DIRECTION A ▸
In the forum thread on buffer speed, why does one poster run the buffing wheel at 1750 rpm instead of the faster speed?

READING PASSAGE ▸

** Start **

# buffer speed



## sbwertz (Jul 31, 2011)

I'm setting up a buffing station with a motor and a jackstaff.  I have two motors, one 3400 one 1700 rpm.  I have two pulleys for the motors, two inch and 4 inch.  The mandrel has a 2" pulley.

Right now I have it set up with the two 2" pulleys on the 3400 rpm motor.  Is this OK?  I have no idea what speed to run buffing wheels.  I can change to the slower motor and reduce the rpms to 1700.  My wheels are 8" buffing wheels.


----------



## Chthulhu (Jul 31, 2011)

Sharon, what *kind* of buffing wheels? There are many different types, and they can run at various speeds. Usually the wheel or its packaging will be marked with the maximum RPM it can handle.

If you put the 2" pulley on the 3400 RPM motor shaft and the 4" pulley on the wheel mandrel, it will turn at 1700 RPM; slower is better until you know! 

I did some looking, and it appears that the majority of common 8" wheels will handle 3400 RPM; just don't put the 4" pulley on the drive (motor) side of the system and you won't exceed that. Use two 2" pulleys and you're at 3400 RPM; use a 2" on the motor and a 4" on the wheel shaft and you're at 1700 RPM.


----------



## sbwertz (Aug 1, 2011)

I can't change the 2" pulley on the mandrel.  I can put either a 2 or 4" pulley on either the 1700 or 3400 motor.  One motor had a 4" and the other had a 2" pulley, and I can interchange the pulleys on the motors because they have the same size arbor, but the mandrel has a 2" pulley and a different size arbor.  I would have to buy a different pulley to put on the mandrel.  So I can run at 3400 rpm with one motor and the 2" pulley, or put the same 2" pulley on the other motor and run at 1700 rpm.  My buffing wheels are rated for 3400 rpm max.  I just don't know whether 1700 or 3400 rpm works better for buffing pens and other turnings.



Chthulhu said:


> Sharon, what *kind* of buffing wheels? There are many different types, and they can run at various speeds. Usually the wheel or its packaging will be marked with the maximum RPM it can handle.
> 
> If you put the 2" pulley on the 3400 RPM motor shaft and the 4" pulley on the wheel mandrel, it will turn at 1700 RPM; slower is better until you know!
> 
> I did some looking, and it appears that the majority of common 8" wheels will handle 3400 RPM; just don't put the 4" pulley on the drive (motor) side of the system and you won't exceed that. Use two 2" pulleys and you're at 3400 RPM; use a 2" on the motor and a 4" on the wheel shaft and you're at 1700 RPM.


----------



## rherrell (Aug 1, 2011)

1750 is the speed I use. You run a greater risk of burning through a CA finish at the higher speeds.


----------



## Chasper (Aug 1, 2011)

** End **

MATERIALS PROVIDED ▸
** Start **

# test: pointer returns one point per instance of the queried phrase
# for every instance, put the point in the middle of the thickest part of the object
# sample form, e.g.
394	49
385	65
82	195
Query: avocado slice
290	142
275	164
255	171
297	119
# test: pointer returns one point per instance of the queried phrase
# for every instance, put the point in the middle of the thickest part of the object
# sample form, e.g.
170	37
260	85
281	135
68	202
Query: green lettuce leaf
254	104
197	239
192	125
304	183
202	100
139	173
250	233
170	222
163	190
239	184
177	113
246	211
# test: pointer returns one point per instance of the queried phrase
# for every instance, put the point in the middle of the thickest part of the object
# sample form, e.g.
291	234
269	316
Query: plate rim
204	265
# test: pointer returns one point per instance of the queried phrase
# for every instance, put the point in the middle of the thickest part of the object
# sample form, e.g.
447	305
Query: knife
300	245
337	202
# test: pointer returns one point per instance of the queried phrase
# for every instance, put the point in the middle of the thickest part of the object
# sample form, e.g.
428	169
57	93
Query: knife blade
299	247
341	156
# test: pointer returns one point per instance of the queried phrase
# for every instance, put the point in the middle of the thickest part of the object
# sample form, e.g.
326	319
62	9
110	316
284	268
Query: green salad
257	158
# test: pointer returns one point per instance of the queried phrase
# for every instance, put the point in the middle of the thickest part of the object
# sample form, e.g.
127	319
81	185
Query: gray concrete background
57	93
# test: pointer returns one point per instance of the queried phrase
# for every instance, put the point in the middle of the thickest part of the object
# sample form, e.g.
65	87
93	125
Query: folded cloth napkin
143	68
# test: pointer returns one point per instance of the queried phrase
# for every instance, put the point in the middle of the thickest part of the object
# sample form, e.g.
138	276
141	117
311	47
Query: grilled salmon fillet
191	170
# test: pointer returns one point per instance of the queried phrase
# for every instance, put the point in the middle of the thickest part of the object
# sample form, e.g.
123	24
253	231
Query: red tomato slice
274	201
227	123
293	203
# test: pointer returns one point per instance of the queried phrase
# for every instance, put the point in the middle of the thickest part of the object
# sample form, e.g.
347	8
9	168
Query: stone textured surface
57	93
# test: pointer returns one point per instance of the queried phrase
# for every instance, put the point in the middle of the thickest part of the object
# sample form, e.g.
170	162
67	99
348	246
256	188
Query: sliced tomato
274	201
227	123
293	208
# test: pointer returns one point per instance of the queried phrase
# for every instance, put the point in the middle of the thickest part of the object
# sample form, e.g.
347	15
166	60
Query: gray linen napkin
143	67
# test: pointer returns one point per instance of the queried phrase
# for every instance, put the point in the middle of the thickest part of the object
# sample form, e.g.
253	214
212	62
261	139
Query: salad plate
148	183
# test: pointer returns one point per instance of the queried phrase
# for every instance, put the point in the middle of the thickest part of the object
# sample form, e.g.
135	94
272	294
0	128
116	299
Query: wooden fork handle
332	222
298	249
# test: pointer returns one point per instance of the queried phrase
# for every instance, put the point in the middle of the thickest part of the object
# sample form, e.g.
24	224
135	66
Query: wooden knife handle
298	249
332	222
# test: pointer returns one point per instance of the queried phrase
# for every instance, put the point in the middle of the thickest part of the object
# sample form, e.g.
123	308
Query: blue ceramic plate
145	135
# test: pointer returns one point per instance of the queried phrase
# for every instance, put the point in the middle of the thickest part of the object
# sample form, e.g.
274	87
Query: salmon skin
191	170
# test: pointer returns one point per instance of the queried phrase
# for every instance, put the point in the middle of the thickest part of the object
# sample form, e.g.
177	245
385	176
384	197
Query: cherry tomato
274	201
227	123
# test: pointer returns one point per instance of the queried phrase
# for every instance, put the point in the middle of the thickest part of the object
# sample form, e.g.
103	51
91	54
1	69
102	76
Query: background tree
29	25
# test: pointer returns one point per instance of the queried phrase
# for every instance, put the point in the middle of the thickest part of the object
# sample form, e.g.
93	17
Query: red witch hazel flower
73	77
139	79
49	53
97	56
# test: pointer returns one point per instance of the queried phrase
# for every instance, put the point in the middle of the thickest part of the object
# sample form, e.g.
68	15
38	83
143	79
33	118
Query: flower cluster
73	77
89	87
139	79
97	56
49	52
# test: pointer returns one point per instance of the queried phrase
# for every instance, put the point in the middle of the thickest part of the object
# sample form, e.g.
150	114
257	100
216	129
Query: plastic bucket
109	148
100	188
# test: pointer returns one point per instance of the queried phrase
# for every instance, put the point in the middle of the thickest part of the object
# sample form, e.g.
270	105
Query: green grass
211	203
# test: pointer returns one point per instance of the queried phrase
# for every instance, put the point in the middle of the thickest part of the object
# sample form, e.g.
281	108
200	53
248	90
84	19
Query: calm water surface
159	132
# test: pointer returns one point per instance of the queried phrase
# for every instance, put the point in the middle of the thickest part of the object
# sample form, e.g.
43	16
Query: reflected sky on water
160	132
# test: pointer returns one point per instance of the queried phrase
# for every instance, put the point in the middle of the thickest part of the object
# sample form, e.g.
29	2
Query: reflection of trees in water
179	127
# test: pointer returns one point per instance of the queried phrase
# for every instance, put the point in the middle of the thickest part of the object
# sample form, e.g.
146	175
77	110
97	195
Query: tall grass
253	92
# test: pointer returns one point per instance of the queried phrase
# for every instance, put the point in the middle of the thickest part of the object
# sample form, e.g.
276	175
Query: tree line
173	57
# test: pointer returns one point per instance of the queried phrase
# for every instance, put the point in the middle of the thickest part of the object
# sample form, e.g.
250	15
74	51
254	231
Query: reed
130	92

** End **

DIRECTION B ▸
Return every line of the records that contains the word "gray". Case counts.

SOLUTION A ▸
That poster says higher speeds carry a greater risk of burning through a CA finish.

SOLUTION B ▸
Query: gray concrete background
Query: gray linen napkin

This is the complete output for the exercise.